> WHAT YOU NEED TO DO
Restate every entry word for word.
··· INPUT ···
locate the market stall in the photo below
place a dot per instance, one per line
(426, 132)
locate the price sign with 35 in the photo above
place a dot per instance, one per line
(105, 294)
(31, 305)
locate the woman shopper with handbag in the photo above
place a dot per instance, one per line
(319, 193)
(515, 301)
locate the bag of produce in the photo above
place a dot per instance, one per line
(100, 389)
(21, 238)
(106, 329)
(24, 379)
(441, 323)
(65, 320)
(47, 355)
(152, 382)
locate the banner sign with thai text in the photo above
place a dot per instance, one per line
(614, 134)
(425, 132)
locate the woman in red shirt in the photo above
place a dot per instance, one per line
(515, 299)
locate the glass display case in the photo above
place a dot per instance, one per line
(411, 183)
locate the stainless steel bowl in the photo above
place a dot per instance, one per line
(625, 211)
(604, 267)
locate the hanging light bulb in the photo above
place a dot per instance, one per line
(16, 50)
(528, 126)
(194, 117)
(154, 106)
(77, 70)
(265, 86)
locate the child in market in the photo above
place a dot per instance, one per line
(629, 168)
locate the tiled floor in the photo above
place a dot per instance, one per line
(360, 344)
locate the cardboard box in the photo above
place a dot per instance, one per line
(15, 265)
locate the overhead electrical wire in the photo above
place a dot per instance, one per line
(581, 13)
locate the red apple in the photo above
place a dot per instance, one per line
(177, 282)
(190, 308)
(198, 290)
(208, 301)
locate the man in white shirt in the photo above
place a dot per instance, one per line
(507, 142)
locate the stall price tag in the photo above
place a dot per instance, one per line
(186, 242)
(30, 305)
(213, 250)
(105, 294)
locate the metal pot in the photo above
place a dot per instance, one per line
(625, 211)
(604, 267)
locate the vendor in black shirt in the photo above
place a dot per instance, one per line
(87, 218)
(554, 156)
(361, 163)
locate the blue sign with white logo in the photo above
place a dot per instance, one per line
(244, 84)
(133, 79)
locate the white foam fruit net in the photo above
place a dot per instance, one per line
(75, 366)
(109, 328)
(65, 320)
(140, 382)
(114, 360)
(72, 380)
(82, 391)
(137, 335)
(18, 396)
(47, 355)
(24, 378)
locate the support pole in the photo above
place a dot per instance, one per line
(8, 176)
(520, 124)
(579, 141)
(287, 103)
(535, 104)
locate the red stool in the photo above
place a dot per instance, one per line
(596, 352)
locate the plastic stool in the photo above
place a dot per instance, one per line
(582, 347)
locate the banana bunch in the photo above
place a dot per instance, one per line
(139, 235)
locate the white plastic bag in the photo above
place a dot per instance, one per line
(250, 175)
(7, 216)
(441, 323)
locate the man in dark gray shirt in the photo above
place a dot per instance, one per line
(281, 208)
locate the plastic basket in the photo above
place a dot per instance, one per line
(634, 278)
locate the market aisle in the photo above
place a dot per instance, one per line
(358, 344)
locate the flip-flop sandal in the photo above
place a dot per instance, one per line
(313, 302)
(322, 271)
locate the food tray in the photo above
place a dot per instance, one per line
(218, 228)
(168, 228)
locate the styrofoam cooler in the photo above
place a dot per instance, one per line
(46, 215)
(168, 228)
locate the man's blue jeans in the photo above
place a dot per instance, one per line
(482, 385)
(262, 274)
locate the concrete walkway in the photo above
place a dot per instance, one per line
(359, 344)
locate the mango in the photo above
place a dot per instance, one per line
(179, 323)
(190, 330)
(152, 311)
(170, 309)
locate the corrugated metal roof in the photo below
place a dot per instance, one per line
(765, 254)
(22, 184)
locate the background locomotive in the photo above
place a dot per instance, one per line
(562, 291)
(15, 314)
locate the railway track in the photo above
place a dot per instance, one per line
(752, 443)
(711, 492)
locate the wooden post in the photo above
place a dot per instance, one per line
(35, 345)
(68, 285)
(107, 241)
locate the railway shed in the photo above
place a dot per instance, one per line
···
> THE OUTPUT
locate the market stall in the photo below
place a dot per instance, one per line
(426, 132)
locate the price sign with 35 in the photo above
place a dot per instance, one per line
(105, 294)
(31, 305)
locate the woman shopper with handbag in the photo above
place a dot per instance, one per line
(319, 193)
(515, 301)
locate the bag of produce in the photo above
place a dot per instance, one per line
(100, 389)
(21, 238)
(106, 329)
(24, 379)
(441, 323)
(65, 320)
(47, 355)
(152, 382)
locate the banner sign with thai text in the photo above
place a dot per instance, one per line
(614, 134)
(425, 132)
locate the woman in red shirt in the photo above
place a dot per instance, one per line
(515, 299)
locate the glass display case in the photo above
place a dot per instance, one per line
(411, 183)
locate the stainless steel bowl in the photo above
place a dot per instance, one per line
(625, 211)
(604, 267)
locate the hanging light bulb in the photo above
place a dot per instance, one per line
(16, 50)
(528, 126)
(194, 117)
(154, 106)
(77, 70)
(265, 86)
locate the child in market in the photo above
place a dot per instance, one per line
(629, 168)
locate the tiled floor in the photo above
place a dot per instance, one per line
(360, 344)
locate the cardboard box in the photo above
place a dot per instance, one per line
(15, 265)
locate the overhead electrical wire in the photo above
place a dot per instance, one per line
(581, 13)
locate the red apple in the photo above
place a dot per instance, one per line
(177, 282)
(190, 308)
(198, 290)
(208, 301)
locate the man in white shirt in the photo above
place a dot per instance, one per line
(507, 142)
locate the stall price tag in the photo above
place a dot per instance, one per line
(186, 242)
(30, 305)
(213, 250)
(105, 294)
locate the metal pot in the photo above
place a dot per instance, one per line
(625, 211)
(604, 267)
locate the vendor in black shirt in the photo above
place a dot per instance, one per line
(87, 218)
(554, 156)
(361, 163)
locate the blue sign with white logo in the photo above
place a dot per instance, one per line
(244, 84)
(133, 79)
locate the white foam fruit net in the photo above
place a dot per instance, one per line
(75, 366)
(109, 328)
(65, 320)
(140, 382)
(114, 360)
(72, 380)
(82, 391)
(137, 335)
(18, 396)
(47, 355)
(24, 378)
locate the support pole in the photo above
place a dot per instance, one per line
(8, 176)
(520, 124)
(579, 141)
(287, 103)
(535, 104)
locate the red stool in the photo above
place a dot per instance, one per line
(596, 352)
locate the plastic stool in the photo above
place a dot per instance, one per line
(582, 347)
locate the banana bunch in the photo above
place a dot per instance, one per line
(139, 235)
locate the white plastic bag in the photo above
place a dot per instance, one per line
(250, 175)
(7, 216)
(441, 323)
locate the man in dark gray shirt in the photo above
place a dot per instance, one per line
(281, 208)
locate the plastic basket in the photo above
place a dot per instance, one per line
(634, 278)
locate the market aisle in the photo above
place a dot per instance, one per line
(358, 344)
locate the flip-flop sandal in the photo above
place a dot per instance, one per line
(313, 302)
(322, 271)
locate the food tray in the photo above
place a dot per instance, one per line
(218, 228)
(168, 228)
locate the styrofoam cooler in the photo above
place a dot per instance, one per line
(46, 215)
(168, 228)
locate the man's blue jeans in the photo above
place a dot per instance, one per line
(482, 385)
(262, 274)
locate the concrete walkway in the photo above
place a dot per instance, one per line
(359, 344)
locate the mango in the photo above
place a dot per instance, one per line
(179, 323)
(190, 330)
(152, 311)
(170, 309)
locate the corrugated metal roof in the photo below
place a dot per instance, one per line
(765, 254)
(22, 184)
locate the background locomotive in the photo above
place a dot per instance, one per line
(562, 291)
(15, 314)
locate the railway track in the photo above
place a dot per instance, one per line
(752, 443)
(711, 492)
locate the wooden post in the photo above
place a dot per instance, one per line
(35, 345)
(68, 285)
(107, 241)
locate the railway shed in the photo above
place a dot per instance, one per line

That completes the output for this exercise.